*REQUEST:*
Each entry needs to be restated exactly as written.

*RECORDS FOR THE TASK:*
:::

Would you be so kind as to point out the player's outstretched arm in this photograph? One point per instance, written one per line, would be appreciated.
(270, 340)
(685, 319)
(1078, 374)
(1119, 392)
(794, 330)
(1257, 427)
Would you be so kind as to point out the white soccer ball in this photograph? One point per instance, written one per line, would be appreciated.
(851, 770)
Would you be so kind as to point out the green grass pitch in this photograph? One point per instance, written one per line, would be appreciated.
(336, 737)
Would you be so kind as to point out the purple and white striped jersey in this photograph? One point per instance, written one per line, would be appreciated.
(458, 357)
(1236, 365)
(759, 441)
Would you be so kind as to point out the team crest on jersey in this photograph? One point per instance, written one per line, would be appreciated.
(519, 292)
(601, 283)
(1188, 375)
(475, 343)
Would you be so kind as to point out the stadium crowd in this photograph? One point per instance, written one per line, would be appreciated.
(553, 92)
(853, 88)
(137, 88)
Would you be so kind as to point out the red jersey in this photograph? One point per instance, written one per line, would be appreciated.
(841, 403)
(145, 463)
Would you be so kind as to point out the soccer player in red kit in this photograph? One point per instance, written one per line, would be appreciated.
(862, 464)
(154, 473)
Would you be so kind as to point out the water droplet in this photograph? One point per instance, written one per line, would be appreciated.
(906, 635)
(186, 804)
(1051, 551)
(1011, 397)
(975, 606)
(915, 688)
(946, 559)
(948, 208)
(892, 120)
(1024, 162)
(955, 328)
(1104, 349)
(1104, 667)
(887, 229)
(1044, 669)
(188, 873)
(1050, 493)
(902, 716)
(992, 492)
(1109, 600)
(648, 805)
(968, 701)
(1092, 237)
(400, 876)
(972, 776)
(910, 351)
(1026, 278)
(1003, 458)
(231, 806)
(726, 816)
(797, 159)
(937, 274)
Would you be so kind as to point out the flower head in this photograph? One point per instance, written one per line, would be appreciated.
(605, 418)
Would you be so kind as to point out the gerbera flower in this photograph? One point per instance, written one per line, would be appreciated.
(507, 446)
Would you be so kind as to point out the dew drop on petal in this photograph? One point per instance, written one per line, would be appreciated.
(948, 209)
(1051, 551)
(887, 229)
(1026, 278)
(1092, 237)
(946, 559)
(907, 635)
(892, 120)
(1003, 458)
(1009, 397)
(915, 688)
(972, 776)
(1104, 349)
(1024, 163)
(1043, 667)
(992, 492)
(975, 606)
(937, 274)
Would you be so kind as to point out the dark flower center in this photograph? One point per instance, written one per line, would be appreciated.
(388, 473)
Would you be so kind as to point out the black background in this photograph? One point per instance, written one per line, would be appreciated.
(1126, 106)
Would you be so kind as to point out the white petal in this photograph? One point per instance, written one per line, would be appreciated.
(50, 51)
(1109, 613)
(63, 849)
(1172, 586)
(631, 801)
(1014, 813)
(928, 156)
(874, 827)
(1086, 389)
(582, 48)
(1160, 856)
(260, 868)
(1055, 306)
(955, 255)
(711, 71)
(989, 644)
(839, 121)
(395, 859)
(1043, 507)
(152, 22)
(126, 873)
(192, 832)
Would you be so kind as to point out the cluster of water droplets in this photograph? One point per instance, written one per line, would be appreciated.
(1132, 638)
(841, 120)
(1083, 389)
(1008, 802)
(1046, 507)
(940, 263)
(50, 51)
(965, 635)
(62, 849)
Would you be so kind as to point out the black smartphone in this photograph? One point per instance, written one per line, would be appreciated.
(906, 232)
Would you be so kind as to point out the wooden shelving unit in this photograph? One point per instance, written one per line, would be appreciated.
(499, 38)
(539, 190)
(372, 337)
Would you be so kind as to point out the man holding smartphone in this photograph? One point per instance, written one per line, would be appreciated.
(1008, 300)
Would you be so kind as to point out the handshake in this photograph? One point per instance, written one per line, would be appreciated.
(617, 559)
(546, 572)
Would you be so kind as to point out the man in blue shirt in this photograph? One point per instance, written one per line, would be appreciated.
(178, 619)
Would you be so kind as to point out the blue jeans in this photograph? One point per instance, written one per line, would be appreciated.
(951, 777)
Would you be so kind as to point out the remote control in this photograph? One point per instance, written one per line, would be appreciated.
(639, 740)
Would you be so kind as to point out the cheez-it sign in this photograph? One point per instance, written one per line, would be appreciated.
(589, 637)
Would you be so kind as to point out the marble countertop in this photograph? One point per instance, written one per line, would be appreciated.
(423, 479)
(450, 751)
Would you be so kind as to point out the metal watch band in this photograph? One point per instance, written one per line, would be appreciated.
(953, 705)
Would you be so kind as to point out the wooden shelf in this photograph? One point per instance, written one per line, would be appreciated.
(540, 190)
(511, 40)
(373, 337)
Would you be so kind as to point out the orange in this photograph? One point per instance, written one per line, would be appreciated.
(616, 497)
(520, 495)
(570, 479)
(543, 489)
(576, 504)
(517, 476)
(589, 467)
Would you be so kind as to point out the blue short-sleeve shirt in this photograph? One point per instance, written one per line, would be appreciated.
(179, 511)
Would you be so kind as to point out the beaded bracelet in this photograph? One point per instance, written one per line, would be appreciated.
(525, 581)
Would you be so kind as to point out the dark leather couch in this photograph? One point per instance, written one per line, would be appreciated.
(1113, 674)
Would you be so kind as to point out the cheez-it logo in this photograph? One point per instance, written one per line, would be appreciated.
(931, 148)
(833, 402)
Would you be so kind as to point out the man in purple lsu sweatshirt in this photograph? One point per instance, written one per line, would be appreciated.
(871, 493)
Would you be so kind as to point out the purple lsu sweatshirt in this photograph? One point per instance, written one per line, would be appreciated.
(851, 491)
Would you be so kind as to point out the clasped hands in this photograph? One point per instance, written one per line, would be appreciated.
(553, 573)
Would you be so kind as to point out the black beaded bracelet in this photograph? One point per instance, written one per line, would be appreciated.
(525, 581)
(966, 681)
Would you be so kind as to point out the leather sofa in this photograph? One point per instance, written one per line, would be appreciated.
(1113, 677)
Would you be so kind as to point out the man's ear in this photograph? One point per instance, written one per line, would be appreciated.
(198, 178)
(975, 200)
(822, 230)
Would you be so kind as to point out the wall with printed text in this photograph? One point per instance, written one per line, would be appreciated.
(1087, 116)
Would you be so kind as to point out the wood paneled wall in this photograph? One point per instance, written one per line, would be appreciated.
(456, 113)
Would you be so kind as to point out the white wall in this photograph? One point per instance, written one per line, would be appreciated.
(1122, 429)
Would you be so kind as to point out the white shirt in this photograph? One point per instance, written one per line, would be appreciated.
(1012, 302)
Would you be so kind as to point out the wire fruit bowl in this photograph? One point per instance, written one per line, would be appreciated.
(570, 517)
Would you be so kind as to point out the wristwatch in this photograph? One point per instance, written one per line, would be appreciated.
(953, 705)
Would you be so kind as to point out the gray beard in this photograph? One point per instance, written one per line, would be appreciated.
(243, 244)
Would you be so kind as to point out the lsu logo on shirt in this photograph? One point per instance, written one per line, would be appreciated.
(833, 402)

:::

*EXERCISE RESPONSE:*
Would you be so kind as to point out the player's outstretched arm in this photograph? One point per instance, written one per line, would be appreciated.
(270, 340)
(685, 319)
(1078, 374)
(1119, 392)
(794, 330)
(1257, 427)
Would you be so kind as to point out the white soccer ball in this photograph? One point per instance, written one per line, would be appreciated.
(851, 770)
Would you be so kind as to point out the green grass pitch in this photograph? One point per instance, written one per line, would be appreciated.
(336, 737)
Would you be so kind as to point out the purple and white striped jersey in this photograph? One point per instance, written one per line, would be appreciated.
(458, 357)
(1236, 365)
(759, 441)
Would you be so kind as to point out the team crest on jersey in this photograph? One point per instance, written one per line, would be appreciated.
(519, 292)
(601, 283)
(1188, 375)
(475, 343)
Would you be so kind as to point out the stadium crowd in this photograph? One point per instance, written one per line, would be appreciated.
(553, 92)
(853, 88)
(137, 88)
Would you be so kind as to point out the red jersey in this photograph? One point per instance, written one per line, would be appreciated.
(841, 403)
(145, 463)
Would you be so kind as to point out the soccer player in red kit in this photograph? One point per instance, written one per line, would be appreciated.
(862, 464)
(154, 473)
Would you be so kind as to point out the water droplet in this photograph? One point per instance, written one per line, would be appreciated.
(906, 635)
(186, 804)
(1051, 551)
(1011, 397)
(975, 606)
(915, 688)
(946, 559)
(948, 208)
(892, 120)
(1024, 162)
(955, 328)
(1104, 349)
(1104, 667)
(887, 229)
(1044, 669)
(188, 873)
(1050, 493)
(902, 716)
(992, 492)
(1109, 600)
(648, 805)
(968, 701)
(1092, 237)
(400, 876)
(972, 776)
(910, 351)
(1026, 278)
(1003, 458)
(231, 806)
(726, 816)
(797, 159)
(937, 274)
Would you be so kind as to point out the flower head in this photograph? One point per instance, written one per line, would be appreciated.
(605, 418)
Would you be so kind as to point out the gerbera flower in this photograph? One point per instance, written one per line, would be appreciated.
(507, 446)
Would you be so kind as to point out the dew drop on petal in this photograph? One point per instance, written one per line, would be appreciated.
(948, 209)
(1051, 551)
(887, 229)
(1026, 278)
(1092, 237)
(946, 559)
(907, 635)
(892, 120)
(1003, 458)
(1009, 397)
(915, 688)
(972, 776)
(1104, 349)
(1024, 163)
(1043, 667)
(992, 492)
(975, 606)
(937, 274)
Would you be so kind as to point out the dark flower center in this photograph? One point per instance, written one per line, would be appreciated.
(388, 473)
Would you be so kind as to point out the black background in this photograph? One point per instance, written one per line, would be appreciated.
(1126, 106)
Would you be so kind as to point out the white petal in this photograph? One point per instance, written one per line, would be appreciated.
(50, 51)
(1109, 613)
(63, 849)
(1172, 586)
(631, 801)
(1014, 813)
(928, 156)
(874, 827)
(1086, 389)
(582, 48)
(1160, 856)
(260, 868)
(1055, 306)
(955, 255)
(711, 71)
(989, 644)
(839, 121)
(395, 859)
(1043, 507)
(152, 22)
(126, 873)
(192, 832)
Would you be so kind as to point out the cluster of water droplets in this photograph? One point per instance, written one per line, would be appreciated.
(1132, 638)
(841, 120)
(1083, 389)
(1008, 802)
(1046, 507)
(940, 263)
(50, 51)
(965, 635)
(62, 849)
Would you be so kind as to point out the black smartphone in this photograph? One point per instance, written one per line, would be appreciated.
(906, 232)
Would you be so kind as to point out the wooden shelving unit in this photograph? One point per instance, written one per line, would be appreciated.
(499, 38)
(539, 190)
(372, 337)
Would you be so kind as to point out the man holding smartphone in this photograph? One point per instance, written one per line, would be appreciated.
(1008, 300)
Would you be so kind as to point out the handshake in this photograph? One point per instance, written one per line, would be appreciated.
(617, 559)
(546, 572)
Would you be so kind as to point out the man in blue shirt in this photograph? One point per instance, written one per line, would be appreciated.
(178, 619)
Would you be so kind as to point out the blue jeans in this photograph? One point per instance, written one per line, would be appreciated.
(951, 777)
Would you be so kind as to point out the remote control in this photograph? One point per instance, written one per line, would be appreciated.
(639, 740)
Would you be so kind as to point out the cheez-it sign in this photograph? One point per instance, written one per line, would be appreciated.
(589, 637)
Would you be so kind as to point out the marble countertop in this photograph? One point per instance, written one per line, would be appreciated.
(423, 479)
(450, 751)
Would you be so kind as to point out the metal watch band in this photograph? One point per instance, written one per line, would be appreciated.
(953, 705)
Would you be so kind as to point out the wooden shelf in this photograph? One point per instance, written one per line, would be appreciated.
(540, 190)
(511, 40)
(373, 337)
Would you be so kind as to point out the orange in this photograph? One point per instance, written one per line, would be appreciated.
(616, 497)
(520, 495)
(570, 479)
(543, 489)
(576, 504)
(517, 476)
(589, 467)
Would you be so kind as to point out the blue short-sleeve shirt in this photograph? One point per instance, written one per line, would be appreciated.
(179, 511)
Would you be so kind as to point out the beaded bracelet in this photograph? One point per instance, written one per line, would be appreciated.
(525, 581)
Would you be so kind as to point out the dark leather couch in this photograph? One point per instance, written one per line, would be appreciated.
(1113, 674)
Would you be so kind as to point out the cheez-it logo in this photograph? One point per instance, written one per line, would be appreciated.
(931, 148)
(833, 402)
Would you be so kind as to point out the man in purple lsu sweatshirt in this photograph? One point per instance, written one per line, would be appreciated.
(871, 493)
Would you be so kind as to point out the purple lsu sweatshirt in this photograph? One point per instance, written one per line, would be appreciated.
(851, 491)
Would you be so kind as to point out the clasped hands in this photograph? One point per instance, written one per line, would be appreciated.
(553, 573)
Would you be so kind as to point out the black beaded bracelet in this photograph? One point per instance, written one per line, would be appreciated.
(525, 581)
(966, 681)
Would you be so kind as to point out the leather sofa in this photograph? One point per instance, written one per line, would be appreciated.
(1113, 677)
Would you be so kind as to point out the man's ear in this photograph? One point per instance, written one per line, would be appreciated.
(198, 178)
(975, 200)
(822, 230)
Would you be so kind as to point out the wall with printed text in this photograph? One point per instance, written one per line, would be appreciated.
(1087, 116)
Would you be so kind as to point out the wood paneled wall in this photograph? One point per instance, written one per line, would be appreciated.
(456, 113)
Would you be so kind as to point out the white wall in this photograph? One point per instance, written one per line, would be appreciated.
(1122, 429)
Would you be so kind as to point out the white shirt in this photograph? One point per instance, written one per line, would be appreciated.
(1012, 302)
Would you be so kind as to point out the wire fruit bowl in this photograph? One point per instance, written one per line, would be appreciated.
(570, 517)
Would you be so kind as to point out the wristwatch in this photograph? One point per instance, written one per line, would be appreciated.
(953, 705)
Would you be so kind as to point out the gray beard in this photograph? One point per instance, written one per line, would be appreciated.
(243, 244)
Would you be so kind as to point out the lsu logo on shirt in this photograph? One point per instance, written one per line, would be appreciated.
(833, 402)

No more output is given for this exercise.